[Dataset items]

------------------------------------------------

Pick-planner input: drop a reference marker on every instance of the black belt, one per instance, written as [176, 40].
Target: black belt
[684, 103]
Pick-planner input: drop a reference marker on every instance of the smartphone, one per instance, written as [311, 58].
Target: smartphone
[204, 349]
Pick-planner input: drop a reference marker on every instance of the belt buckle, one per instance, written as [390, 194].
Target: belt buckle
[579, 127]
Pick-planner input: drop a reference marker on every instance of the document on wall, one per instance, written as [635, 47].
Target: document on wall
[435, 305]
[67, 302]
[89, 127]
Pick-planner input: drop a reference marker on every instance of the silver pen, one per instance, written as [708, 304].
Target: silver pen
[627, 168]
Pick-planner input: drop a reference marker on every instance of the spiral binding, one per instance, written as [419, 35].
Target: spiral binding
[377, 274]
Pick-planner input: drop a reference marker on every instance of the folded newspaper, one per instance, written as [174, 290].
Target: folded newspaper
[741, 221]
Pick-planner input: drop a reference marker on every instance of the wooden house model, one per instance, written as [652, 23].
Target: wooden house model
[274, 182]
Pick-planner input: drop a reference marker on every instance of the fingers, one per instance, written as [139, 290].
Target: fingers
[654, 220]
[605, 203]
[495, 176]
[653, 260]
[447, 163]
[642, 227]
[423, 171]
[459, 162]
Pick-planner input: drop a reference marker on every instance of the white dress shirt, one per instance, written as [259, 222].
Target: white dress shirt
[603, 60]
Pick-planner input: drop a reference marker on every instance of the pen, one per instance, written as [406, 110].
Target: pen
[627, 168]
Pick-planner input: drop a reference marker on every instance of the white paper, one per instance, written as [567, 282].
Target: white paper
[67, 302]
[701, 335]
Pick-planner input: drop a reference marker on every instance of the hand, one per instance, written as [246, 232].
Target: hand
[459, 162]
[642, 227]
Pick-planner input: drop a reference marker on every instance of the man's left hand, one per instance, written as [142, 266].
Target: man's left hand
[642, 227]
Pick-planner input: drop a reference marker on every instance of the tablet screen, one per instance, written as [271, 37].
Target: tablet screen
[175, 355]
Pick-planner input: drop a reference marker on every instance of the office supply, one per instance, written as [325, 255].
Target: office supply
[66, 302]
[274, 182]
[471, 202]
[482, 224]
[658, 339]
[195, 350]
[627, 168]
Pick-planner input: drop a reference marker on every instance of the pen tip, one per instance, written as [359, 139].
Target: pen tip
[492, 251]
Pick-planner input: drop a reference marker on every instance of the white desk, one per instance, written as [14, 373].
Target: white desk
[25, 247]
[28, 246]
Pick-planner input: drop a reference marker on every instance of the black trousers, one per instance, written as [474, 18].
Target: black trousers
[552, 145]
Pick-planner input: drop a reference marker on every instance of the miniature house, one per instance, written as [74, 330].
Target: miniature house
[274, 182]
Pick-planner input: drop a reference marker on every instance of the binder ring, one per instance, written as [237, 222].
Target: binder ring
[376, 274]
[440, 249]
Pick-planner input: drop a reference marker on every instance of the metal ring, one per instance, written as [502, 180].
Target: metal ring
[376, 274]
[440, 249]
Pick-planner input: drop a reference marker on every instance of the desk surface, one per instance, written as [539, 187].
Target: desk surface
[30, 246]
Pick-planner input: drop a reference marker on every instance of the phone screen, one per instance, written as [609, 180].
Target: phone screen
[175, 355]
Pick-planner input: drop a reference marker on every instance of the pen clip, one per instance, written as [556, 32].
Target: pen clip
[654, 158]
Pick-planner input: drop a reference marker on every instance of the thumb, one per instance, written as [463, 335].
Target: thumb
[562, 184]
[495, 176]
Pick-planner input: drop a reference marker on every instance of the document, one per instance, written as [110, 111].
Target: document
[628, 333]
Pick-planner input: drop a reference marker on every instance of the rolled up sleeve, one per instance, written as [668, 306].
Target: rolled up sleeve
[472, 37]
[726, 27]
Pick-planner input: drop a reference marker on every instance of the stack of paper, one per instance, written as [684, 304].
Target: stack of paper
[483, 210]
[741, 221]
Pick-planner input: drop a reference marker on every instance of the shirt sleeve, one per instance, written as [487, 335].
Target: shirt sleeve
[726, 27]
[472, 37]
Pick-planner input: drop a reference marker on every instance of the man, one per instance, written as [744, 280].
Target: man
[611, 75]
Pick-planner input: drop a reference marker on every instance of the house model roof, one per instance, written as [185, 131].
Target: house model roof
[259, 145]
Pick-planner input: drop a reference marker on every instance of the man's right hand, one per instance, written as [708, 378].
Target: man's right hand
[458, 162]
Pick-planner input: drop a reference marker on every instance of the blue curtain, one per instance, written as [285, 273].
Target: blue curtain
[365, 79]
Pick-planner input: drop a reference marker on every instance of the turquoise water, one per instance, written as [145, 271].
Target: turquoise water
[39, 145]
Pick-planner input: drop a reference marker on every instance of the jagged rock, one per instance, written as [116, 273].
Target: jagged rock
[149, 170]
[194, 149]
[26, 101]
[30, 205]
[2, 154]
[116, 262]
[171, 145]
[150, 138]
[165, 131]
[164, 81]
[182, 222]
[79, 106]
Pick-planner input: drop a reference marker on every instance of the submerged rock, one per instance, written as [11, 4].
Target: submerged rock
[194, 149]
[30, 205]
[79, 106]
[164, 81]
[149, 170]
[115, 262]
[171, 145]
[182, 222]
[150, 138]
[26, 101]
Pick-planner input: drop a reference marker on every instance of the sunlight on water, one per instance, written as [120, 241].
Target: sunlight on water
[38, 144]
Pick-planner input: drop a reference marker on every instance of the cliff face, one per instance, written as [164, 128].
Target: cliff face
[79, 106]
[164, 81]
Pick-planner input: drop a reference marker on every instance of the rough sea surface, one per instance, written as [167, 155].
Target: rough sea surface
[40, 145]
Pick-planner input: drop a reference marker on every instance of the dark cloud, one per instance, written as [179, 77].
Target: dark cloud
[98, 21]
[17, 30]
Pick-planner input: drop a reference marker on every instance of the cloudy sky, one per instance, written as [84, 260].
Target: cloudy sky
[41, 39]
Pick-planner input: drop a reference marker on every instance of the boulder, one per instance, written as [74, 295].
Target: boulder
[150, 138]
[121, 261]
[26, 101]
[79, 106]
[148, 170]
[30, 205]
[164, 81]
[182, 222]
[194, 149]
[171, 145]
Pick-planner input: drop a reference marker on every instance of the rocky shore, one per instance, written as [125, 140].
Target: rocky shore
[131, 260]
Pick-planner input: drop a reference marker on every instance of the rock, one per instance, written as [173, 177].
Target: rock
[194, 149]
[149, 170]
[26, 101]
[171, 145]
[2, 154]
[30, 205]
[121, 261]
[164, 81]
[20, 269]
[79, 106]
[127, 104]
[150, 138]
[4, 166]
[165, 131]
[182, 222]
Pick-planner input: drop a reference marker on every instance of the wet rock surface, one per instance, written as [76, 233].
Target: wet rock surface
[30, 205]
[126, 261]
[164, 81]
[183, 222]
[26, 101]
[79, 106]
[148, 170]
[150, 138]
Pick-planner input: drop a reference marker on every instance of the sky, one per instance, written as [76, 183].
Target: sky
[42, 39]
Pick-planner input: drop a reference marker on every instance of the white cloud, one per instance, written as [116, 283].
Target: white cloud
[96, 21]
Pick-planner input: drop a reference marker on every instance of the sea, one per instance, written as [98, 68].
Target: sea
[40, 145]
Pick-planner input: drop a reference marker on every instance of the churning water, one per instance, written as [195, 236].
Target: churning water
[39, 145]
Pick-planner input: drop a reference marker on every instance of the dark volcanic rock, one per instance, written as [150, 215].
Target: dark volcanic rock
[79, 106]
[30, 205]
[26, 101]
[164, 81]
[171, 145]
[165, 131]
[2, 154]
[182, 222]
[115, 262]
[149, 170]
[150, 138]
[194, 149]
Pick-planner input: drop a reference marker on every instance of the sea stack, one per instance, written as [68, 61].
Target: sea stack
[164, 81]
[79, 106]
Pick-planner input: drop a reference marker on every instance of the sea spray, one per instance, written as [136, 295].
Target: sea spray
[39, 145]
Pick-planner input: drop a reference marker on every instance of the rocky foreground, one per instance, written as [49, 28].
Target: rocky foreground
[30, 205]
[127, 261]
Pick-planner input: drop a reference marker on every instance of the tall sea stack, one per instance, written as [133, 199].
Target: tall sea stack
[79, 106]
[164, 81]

------------------------------------------------

→ **WORK TO BE COMPLETED**
Beginning with the line that contains "as [76, 233].", repeat every line through the end of the records and nothing more.

→ **WORKED ANSWER**
Pick-planner input: drop a reference marker on every instance of the wet rock surface, one per instance, written as [76, 233].
Target: wet rock surface
[30, 205]
[126, 261]
[164, 81]
[183, 222]
[26, 101]
[79, 106]
[148, 170]
[150, 138]
Pick-planner input: drop a reference marker on every instance of the sky, one per instance, written as [76, 183].
Target: sky
[42, 39]
Pick-planner input: drop a reference marker on every instance of the white cloud, one per instance, written as [116, 283].
Target: white cloud
[96, 21]
Pick-planner input: drop a reference marker on every instance of the sea, one per instance, written as [98, 68].
Target: sea
[40, 145]
Pick-planner input: drop a reference marker on every instance of the churning water, one per instance, written as [195, 236].
Target: churning water
[39, 145]
Pick-planner input: drop a reference marker on every instance of the dark volcanic rock, one per instance, written as [150, 215].
Target: dark volcanic rock
[79, 106]
[30, 205]
[26, 101]
[164, 81]
[171, 145]
[165, 131]
[2, 154]
[182, 222]
[115, 262]
[149, 170]
[150, 138]
[194, 149]
Pick-planner input: drop a reference marker on every instance of the sea stack, one per instance, written as [68, 61].
Target: sea stack
[164, 81]
[79, 106]
Pick-planner input: drop a reference marker on every instance of the sea spray, one per instance, written as [136, 295].
Target: sea spray
[39, 145]
Pick-planner input: drop a reference marker on every instance of the rocky foreground, one per instance, written as [49, 28].
Target: rocky foreground
[30, 205]
[127, 261]
Pick-planner input: drop a reference marker on every instance of the tall sea stack, one per instance, written as [133, 199].
Target: tall sea stack
[79, 106]
[164, 81]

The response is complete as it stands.